— start DOCUMENT PASSAGE —

Most of us make some use of the Internet on a daily basis, whether we use it as part of our regular job, or to just make our everyday life easier by reading newspapers online, downloading driving instructions, shopping for a perfect gift, or pre-ordering movie tickets. For co-op and condo shareholders, unit owners and board members, the Web offers a host of services and information sources that can help with everything from deciphering the tax code to keeping up the good health of your building community.
Below are a greatest-hits list of some of the more useful and easy-to-navigate co-op- and condo-related sites on the Web. Chances are, if you've got a burning question about getting access to your building's governing documents, you need to know how to go about replacing the windows in your landmark brownstone, or need some advice about switching management companies, the answer can be found on one of the sites below - or on one of the sites linked off of them. We'll kick off the hit parade with a site that you're probably already familiar with.
The Cooperator's online sister publication offers readers the same in-depth coverage of the issues and topics important to the New York region's shareholders and unit owners, board presidents, board members, managing agents, superintendents, and real estate industry professionals as our popular newsprint periodical does. Readers can access the past month's articles on the home page, or sift through an archive of all the newspaper's feature stories from the last five years if they need information on a specific topic. Easy-to-navigate toolbars direct readers to the archive, which is searchable by keyword or phrase, as well as pages devoted to The Cooperator's Annual Co-op & Condo Expo. Readers can subscribe to the newspaper version of the publication online, as well as register to attend the Expo, which this year will take place March 18th at the New York Hilton & Towers, 53rd Street and Avenue of the Americas.
The 2003-04 Official Directory of Co-op & Condo Services is also found online, and offers visitors a comprehensive reference guide of businesses and industry professionals that service the co-op and condo community. You can browse through thousands of listings of companies that serve co-op and condo buildings, and each listing includes a contact name, address, phone and fax number, and e-mail and Web address - all completely alphabetized and categorized for easy reference.

— end DOCUMENT PASSAGE —
— start DATASET SECTION —

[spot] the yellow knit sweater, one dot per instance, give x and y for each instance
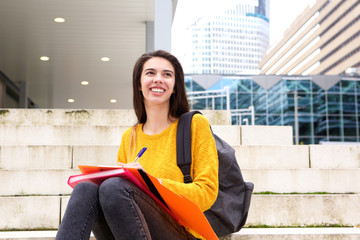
(159, 160)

— end DATASET SECTION —

**TASK REQUIREMENTS**
• a. In the piece on co-op and condo websites, give the passage from "Below are a" to "already familiar with." again, swapping "brownstone" for "townhouse".
• b. Answer these from the piece on co-op and condo websites:
(i) On what date will the Expo take place this year?
(ii) How many years of feature stories does the newspaper's archive cover?
(iii) Which edition of the Official Directory of Co-op & Condo Services is found online?

**COMPLETED EXERCISE**
• a.
Below are a greatest-hits list of some of the more useful and easy-to-navigate co-op- and condo-related sites on the Web. Chances are, if you've got a burning question about getting access to your building's governing documents, you need to know how to go about replacing the windows in your landmark townhouse, or need some advice about switching management companies, the answer can be found on one of the sites below - or on one of the sites linked off of them. We'll kick off the hit parade with a site that you're probably already familiar with.

• b.
(i) March 18th
(ii) The last five years
(iii) The 2003-04 edition